**What the exercise asks:** Set down, please, exactly the lines below that run from the line with "Target: green leaf" to the line with "[pin] white flower", both lines included.

(Collected data)
----------------

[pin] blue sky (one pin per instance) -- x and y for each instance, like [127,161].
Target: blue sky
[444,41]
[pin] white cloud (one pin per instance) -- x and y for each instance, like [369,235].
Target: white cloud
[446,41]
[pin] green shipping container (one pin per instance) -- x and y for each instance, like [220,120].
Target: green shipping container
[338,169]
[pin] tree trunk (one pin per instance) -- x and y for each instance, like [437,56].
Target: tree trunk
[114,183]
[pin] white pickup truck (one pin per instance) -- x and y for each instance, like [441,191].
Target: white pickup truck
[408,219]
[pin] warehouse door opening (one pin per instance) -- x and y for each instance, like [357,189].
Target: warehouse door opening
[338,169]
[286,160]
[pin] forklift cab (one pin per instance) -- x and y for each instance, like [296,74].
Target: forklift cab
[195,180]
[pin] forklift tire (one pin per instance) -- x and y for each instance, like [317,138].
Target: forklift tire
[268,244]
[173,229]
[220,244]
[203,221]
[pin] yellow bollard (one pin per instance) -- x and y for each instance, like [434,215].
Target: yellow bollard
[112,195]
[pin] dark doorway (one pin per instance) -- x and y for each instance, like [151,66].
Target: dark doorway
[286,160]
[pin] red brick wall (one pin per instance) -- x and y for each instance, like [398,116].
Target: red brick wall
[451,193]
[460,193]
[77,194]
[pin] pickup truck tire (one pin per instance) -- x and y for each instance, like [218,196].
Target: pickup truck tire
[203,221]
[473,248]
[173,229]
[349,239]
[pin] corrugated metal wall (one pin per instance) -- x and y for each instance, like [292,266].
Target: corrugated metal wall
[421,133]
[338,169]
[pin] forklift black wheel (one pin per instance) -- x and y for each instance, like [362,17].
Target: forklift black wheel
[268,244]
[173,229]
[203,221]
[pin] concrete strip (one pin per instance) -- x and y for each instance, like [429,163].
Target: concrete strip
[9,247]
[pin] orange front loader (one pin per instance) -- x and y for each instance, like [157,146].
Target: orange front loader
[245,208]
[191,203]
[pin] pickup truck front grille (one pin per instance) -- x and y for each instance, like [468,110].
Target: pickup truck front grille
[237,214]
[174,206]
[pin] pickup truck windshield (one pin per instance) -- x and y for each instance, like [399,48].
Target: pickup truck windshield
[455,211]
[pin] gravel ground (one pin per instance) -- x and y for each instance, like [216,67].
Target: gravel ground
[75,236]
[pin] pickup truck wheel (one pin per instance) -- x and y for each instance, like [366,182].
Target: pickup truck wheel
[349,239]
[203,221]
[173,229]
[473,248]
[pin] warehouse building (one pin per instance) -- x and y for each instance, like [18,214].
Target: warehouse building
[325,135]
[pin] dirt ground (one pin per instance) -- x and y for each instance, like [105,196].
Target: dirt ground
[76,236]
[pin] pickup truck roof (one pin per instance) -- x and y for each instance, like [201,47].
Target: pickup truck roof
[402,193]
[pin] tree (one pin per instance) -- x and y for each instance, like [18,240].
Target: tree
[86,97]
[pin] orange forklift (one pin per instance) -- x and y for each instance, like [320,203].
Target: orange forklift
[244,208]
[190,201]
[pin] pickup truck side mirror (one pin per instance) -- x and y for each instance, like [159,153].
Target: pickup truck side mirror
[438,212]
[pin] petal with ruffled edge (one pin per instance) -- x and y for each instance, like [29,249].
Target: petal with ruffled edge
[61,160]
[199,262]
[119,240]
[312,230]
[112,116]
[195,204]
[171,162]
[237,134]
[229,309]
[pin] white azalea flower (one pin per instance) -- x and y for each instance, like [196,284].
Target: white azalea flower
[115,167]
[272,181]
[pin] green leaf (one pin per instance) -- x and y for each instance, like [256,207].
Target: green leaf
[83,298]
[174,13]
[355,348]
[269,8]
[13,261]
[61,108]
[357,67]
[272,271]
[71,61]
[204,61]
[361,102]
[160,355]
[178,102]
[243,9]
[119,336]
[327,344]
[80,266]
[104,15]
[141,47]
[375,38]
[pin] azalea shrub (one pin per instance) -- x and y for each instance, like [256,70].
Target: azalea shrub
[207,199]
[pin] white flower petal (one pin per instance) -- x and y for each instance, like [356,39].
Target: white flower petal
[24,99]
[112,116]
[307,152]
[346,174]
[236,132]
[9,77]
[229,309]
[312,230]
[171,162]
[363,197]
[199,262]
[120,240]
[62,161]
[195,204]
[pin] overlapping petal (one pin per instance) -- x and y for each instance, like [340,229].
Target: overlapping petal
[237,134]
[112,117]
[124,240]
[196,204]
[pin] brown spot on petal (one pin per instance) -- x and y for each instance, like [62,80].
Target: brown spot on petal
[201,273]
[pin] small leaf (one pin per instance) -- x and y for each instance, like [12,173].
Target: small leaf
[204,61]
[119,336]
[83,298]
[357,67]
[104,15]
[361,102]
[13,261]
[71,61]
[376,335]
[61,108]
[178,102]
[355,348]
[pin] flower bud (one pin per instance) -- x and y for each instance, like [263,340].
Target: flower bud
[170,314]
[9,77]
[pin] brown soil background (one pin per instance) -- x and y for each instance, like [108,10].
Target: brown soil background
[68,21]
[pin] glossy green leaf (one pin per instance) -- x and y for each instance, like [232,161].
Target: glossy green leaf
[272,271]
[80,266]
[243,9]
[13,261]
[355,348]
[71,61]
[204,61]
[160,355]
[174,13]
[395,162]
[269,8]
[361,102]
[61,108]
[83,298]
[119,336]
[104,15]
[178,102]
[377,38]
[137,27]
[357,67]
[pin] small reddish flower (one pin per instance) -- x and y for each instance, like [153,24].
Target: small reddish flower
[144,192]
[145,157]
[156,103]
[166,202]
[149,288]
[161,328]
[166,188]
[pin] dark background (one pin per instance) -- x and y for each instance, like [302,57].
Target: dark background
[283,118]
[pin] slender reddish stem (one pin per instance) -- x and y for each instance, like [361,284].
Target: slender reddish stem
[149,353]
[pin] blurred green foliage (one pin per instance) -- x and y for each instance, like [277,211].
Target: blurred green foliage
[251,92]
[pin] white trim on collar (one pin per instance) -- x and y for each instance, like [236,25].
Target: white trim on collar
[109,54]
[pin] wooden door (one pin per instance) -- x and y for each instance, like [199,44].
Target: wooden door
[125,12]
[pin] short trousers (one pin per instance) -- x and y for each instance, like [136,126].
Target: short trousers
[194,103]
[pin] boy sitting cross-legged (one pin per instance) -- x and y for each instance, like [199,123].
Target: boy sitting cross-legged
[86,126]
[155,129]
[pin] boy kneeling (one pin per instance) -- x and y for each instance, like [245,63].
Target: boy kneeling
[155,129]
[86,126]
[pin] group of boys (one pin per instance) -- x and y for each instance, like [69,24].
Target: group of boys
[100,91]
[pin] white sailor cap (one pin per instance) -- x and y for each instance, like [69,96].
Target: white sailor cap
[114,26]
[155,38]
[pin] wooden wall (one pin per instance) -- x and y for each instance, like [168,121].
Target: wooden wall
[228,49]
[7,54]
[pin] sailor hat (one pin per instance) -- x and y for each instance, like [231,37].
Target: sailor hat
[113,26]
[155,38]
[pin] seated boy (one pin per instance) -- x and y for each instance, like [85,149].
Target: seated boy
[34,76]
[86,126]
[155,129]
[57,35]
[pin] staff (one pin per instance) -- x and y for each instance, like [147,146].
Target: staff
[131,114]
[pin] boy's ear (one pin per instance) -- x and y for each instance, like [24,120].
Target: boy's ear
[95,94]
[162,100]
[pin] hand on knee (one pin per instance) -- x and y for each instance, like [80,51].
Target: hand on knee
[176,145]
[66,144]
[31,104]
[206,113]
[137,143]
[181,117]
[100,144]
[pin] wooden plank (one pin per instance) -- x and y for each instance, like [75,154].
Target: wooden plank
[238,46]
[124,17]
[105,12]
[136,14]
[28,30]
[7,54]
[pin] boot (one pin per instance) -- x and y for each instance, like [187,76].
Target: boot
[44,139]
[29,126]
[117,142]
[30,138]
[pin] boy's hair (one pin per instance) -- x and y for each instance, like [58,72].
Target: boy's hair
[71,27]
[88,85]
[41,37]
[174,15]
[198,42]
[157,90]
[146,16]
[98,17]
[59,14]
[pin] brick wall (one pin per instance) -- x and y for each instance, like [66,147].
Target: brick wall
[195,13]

----------------

**Solved exercise:**
Target: green leaf
[83,298]
[174,13]
[355,348]
[269,8]
[13,261]
[61,108]
[357,67]
[272,271]
[71,61]
[204,61]
[361,102]
[160,355]
[178,102]
[243,9]
[119,336]
[327,344]
[80,266]
[104,15]
[141,47]
[375,38]
[pin] azalea shrub (one pin per instance) -- x and y for each instance, like [256,70].
Target: azalea shrub
[207,199]
[pin] white flower petal (one pin per instance) -- x and y for each instance, like [356,39].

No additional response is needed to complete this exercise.